● EXERCISE PASSAGE:
++++++++++++++++++++

At the annual Road to Majority Policy Conference last month in Nashville, the activists were giddy over the expected overturning of Roe, she writes in the New York Times.

“The greatest danger to America is the destruction of our nation from the people from within. And you know the people I’m talking about,” former President Donald Trump said in his keynote address.

He’s talking about Democrats, whom various speakers described as “evil,” “tyrannical” and “the enemy within.” Senator Rick Scott of Florida and Lt. Gov. Mark Robinson of North Carolina invoked the imagery of war.

The intensification of verbal warfare is connected to shifts in the Christian nationalist movement’s messaging and outreach, which were very much in evidence at the Nashville conference. Seven Mountains Dominionism — the belief that “biblical” Christians should seek to dominate the seven key “mountains” or “molders” of American society, including the government — was once considered a fringe doctrine, even among representatives of the religious right. At last year’s Road to Majority conference, however, there was a breakout session devoted to the topic. This year, there were two sessions, and the once arcane language of the Seven Mountains creed was on multiple speakers’ lips.

++++++++++++++++++++

● REQUIRED WORK:
**1)** Using the text on the Nashville conference, decide whether each statement agrees with it, answering yes or no and quoting the words that decide it. (a) The Road to Majority Policy Conference took place in Nashville. (b) Last year's Road to Majority conference held two sessions on Seven Mountains Dominionism. (c) Seven Mountains Dominionism was once considered a fringe doctrine.
**2)** Shorten the paragraph of the Nashville conference text that begins "The intensification of verbal warfare", keeping its main facts.

++++++++++++++++++++

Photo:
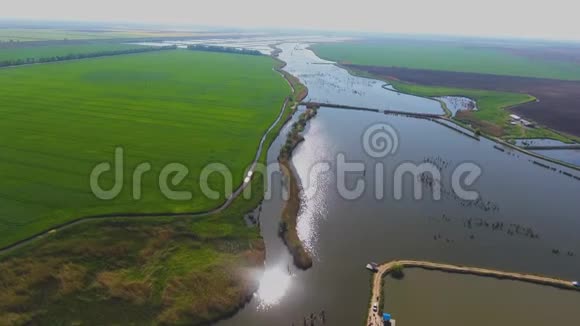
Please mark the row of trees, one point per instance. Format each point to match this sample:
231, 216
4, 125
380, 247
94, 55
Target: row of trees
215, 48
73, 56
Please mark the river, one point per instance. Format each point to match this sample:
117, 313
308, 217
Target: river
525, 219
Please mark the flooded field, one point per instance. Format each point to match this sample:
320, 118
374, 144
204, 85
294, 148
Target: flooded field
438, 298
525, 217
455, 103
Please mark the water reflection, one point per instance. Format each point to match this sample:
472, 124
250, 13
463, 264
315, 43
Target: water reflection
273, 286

++++++++++++++++++++

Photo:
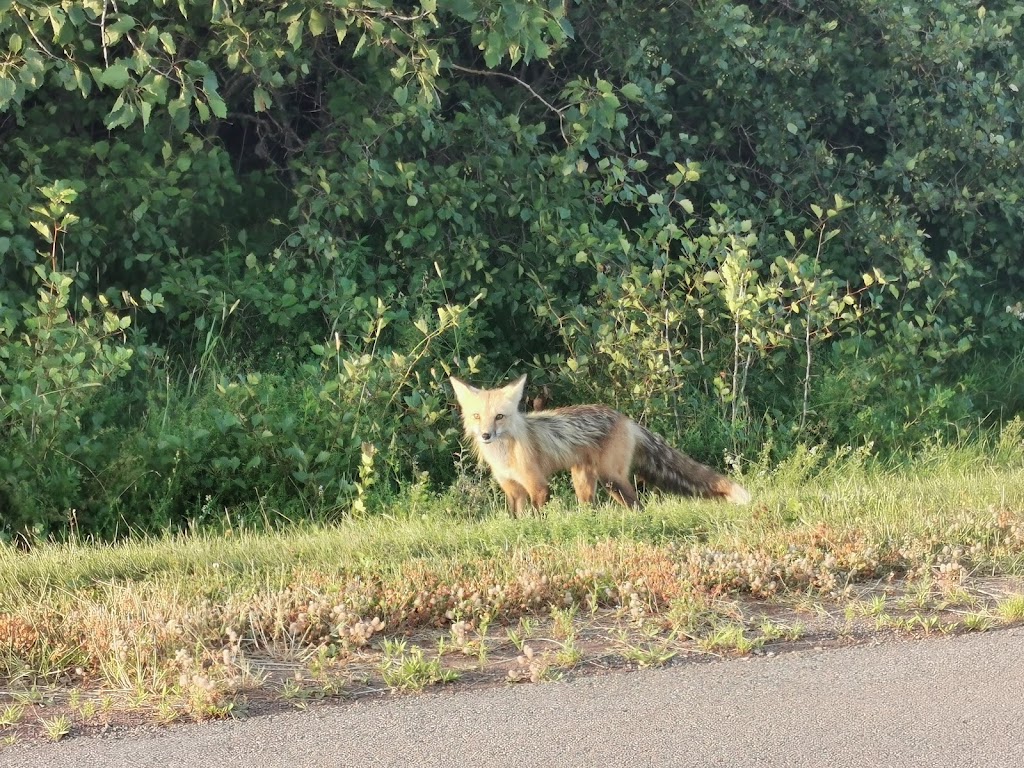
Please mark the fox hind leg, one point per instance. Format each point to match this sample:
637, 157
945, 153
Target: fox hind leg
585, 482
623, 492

++++++++++++++++++++

● ANSWERS BY ITEM:
**1)**
(a) Yes: "At the annual Road to Majority Policy Conference last month in Nashville"
(b) No: "At last year’s Road to Majority conference, however, there was a breakout session devoted to the topic."
(c) Yes: "was once considered a fringe doctrine, even among representatives of the religious right"

**2)** Harsher verbal warfare is tied to changes in the Christian nationalist movement's messaging and outreach, which showed clearly at the Nashville conference. Seven Mountains Dominionism holds that "biblical" Christians should seek to dominate seven key areas of American society, including the government. It was once a fringe doctrine even on the religious right. Last year's Road to Majority conference gave it one breakout session. This year it had two, and several speakers used its language.